◆ THE INPUT
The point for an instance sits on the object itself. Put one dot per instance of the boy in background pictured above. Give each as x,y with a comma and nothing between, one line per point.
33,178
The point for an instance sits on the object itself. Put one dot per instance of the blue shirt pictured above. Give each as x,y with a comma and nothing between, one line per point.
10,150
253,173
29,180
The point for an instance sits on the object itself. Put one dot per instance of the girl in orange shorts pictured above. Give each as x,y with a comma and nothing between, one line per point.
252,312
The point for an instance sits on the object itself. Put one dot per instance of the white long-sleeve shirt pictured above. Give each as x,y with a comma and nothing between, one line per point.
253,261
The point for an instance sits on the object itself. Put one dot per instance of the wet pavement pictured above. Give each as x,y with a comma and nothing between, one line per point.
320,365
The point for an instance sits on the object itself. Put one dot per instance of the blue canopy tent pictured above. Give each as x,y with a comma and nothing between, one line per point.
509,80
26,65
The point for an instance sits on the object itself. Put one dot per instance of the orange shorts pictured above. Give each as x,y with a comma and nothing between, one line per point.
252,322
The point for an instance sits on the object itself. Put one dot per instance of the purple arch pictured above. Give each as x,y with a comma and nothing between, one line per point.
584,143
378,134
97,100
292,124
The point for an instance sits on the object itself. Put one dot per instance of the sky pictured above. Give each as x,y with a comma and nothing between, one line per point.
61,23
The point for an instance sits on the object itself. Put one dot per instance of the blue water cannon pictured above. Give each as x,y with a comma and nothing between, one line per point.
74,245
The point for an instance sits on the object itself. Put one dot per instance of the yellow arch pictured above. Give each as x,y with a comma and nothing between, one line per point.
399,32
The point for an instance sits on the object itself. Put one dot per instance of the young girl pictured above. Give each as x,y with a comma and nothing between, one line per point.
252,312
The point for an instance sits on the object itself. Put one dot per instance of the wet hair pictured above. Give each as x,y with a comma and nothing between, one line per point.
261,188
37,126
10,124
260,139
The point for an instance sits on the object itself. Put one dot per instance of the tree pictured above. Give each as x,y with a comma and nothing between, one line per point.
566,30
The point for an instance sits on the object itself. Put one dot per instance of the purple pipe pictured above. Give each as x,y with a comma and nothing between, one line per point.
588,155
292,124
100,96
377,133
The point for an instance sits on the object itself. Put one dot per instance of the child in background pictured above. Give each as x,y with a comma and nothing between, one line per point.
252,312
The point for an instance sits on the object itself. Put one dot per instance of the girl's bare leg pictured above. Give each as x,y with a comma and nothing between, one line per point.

◆ YOUR INSTRUCTIONS
Print each line, starting with the one that contains "of the orange" and ending with the last line of the data, exactly as it stands and with no other lines.

◆ PROBLEM SOLUTION
The point for an instance sits on the object itself. Put one dot per instance of the orange shorts pictured above. Give each as x,y with a comma and nothing between, one line per point.
252,322
The point for an instance sits on the object itself. Put one dot per instance of the purple arch pictured above. Give each as x,y with a comma and nothing between, one line per point.
584,143
378,134
97,100
292,124
The point for an instance sits on the object itself. Put one dot per instance of the sky pictured above. Give each as x,y with a comma and nothing between, one line per point.
61,23
The point for an instance sits on the object itself. Put one dot per instance of the blue water cannon pictured above. Give each as x,y with a comma and nothing between, one line per point.
74,245
The point for an instance sits on the object itself. Put one dot per instance of the yellow arch pictured above. Give each as x,y with a comma and nothing between, one line per point.
399,32
The point for an instance sits on the object itself. Put one dot per instance of the young girl pictured above. Give each as x,y with a comma and nothing between, one line per point.
252,312
The point for an instance sits on the object itself. Put one dot per instance of the wet hair pictured above. Give each as x,y with a comma and nothing between, one line per point.
261,188
37,126
10,124
260,139
The point for an instance sits on the object itself. Put one dot per instance of the tree pictured above. Give each as x,y with a comma and nothing between, one line per point.
566,30
The point for an instance sits on the object itself. Put one dot per instance of the purple pipe pictured above. Give each as x,y with a comma and nothing between, one line per point.
588,155
292,124
100,96
377,133
The point for an instance sits on the object itself. Put one dot per instance of the child in background pictured above. Give each as x,y with a comma and nothing between, one line per point.
252,312
The point for an instance sits on the object itself. Put one dot per instance of the girl's bare leg pictured above. Give each as x,y with a comma and nothing between, one line per point.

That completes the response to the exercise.